>> Start Data to process
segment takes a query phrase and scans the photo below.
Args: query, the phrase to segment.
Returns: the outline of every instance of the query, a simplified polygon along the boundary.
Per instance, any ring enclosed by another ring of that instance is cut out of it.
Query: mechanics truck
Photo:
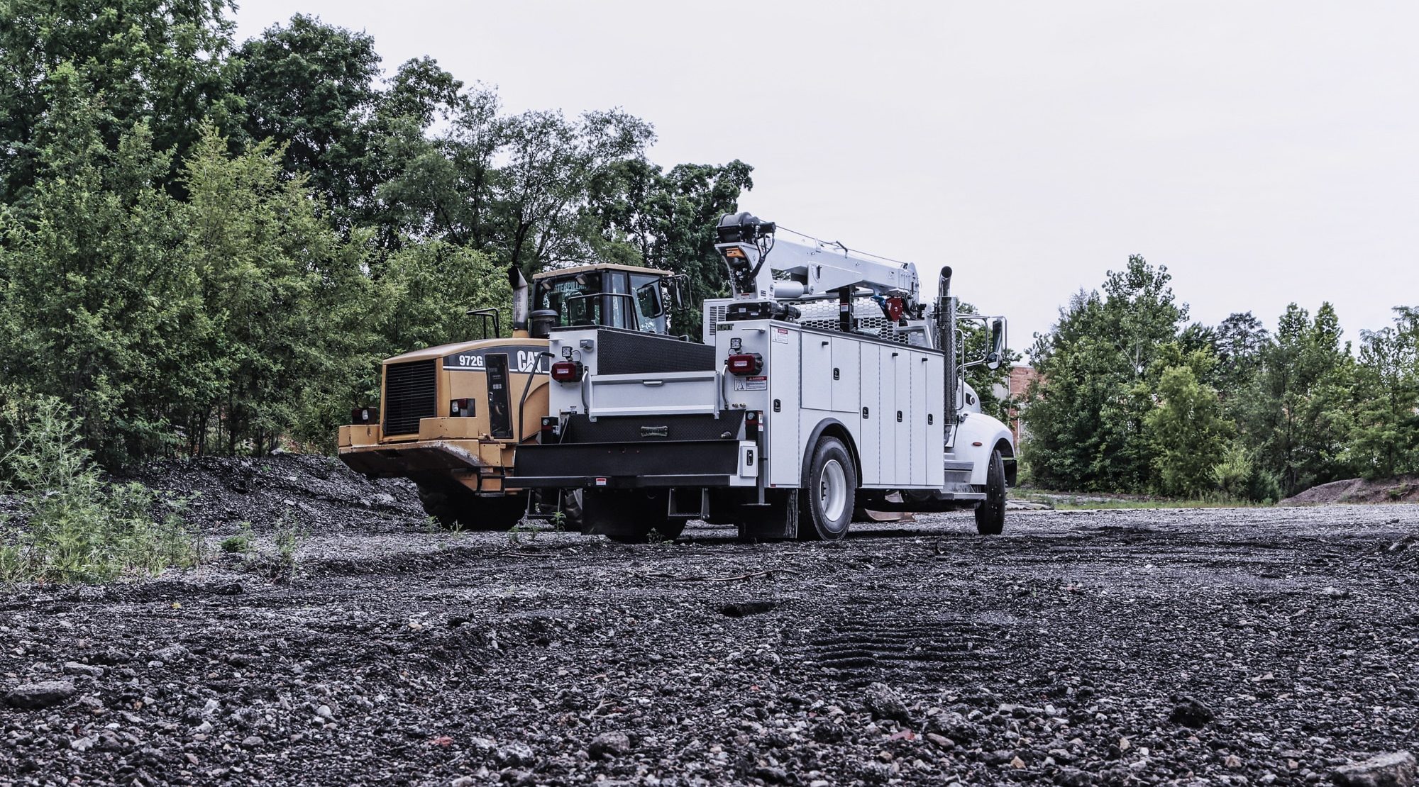
[[[497,309],[470,312],[482,339],[386,359],[379,406],[353,410],[339,430],[346,465],[370,478],[413,479],[424,510],[444,526],[507,529],[529,503],[538,508],[507,474],[548,413],[549,330],[595,325],[664,335],[685,294],[684,275],[629,265],[545,271],[531,286],[517,269],[508,277],[511,337],[501,337]]]
[[[999,533],[1015,444],[964,370],[999,367],[1005,319],[958,315],[949,267],[928,305],[912,264],[748,213],[717,233],[731,296],[704,303],[704,343],[551,330],[548,415],[509,484],[580,489],[582,530],[627,542],[690,519],[830,540],[864,509],[973,508]]]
>> End Data to process
Exercise requirements:
Convert every line of the entries above into a JSON list of strings, one string per line, skipping blank lines and leaving out the pictures.

Answer to the exercise:
[
  "segment takes a query phrase and scans the photo below.",
  "Args: query, the phrase to segment.",
  "Returns: the outline of every instance of the query, a simplified polygon along the boundary.",
  "Per instance, any ring enclosed by another ring of that instance is cut out of it.",
  "Query: mechanics truck",
  "Photo:",
  "[[[497,309],[470,312],[482,339],[386,359],[379,406],[353,410],[339,430],[346,465],[370,478],[413,479],[424,510],[444,526],[507,529],[529,503],[538,508],[507,474],[548,413],[549,330],[595,325],[664,335],[685,294],[684,275],[629,265],[545,271],[531,286],[517,269],[508,277],[511,337],[501,337]]]",
  "[[[999,533],[1015,444],[964,370],[999,367],[1005,319],[958,315],[949,267],[928,305],[912,264],[748,213],[717,233],[731,296],[704,303],[704,343],[551,330],[548,415],[509,484],[580,489],[582,530],[627,542],[690,519],[830,540],[864,509],[973,508]]]"
]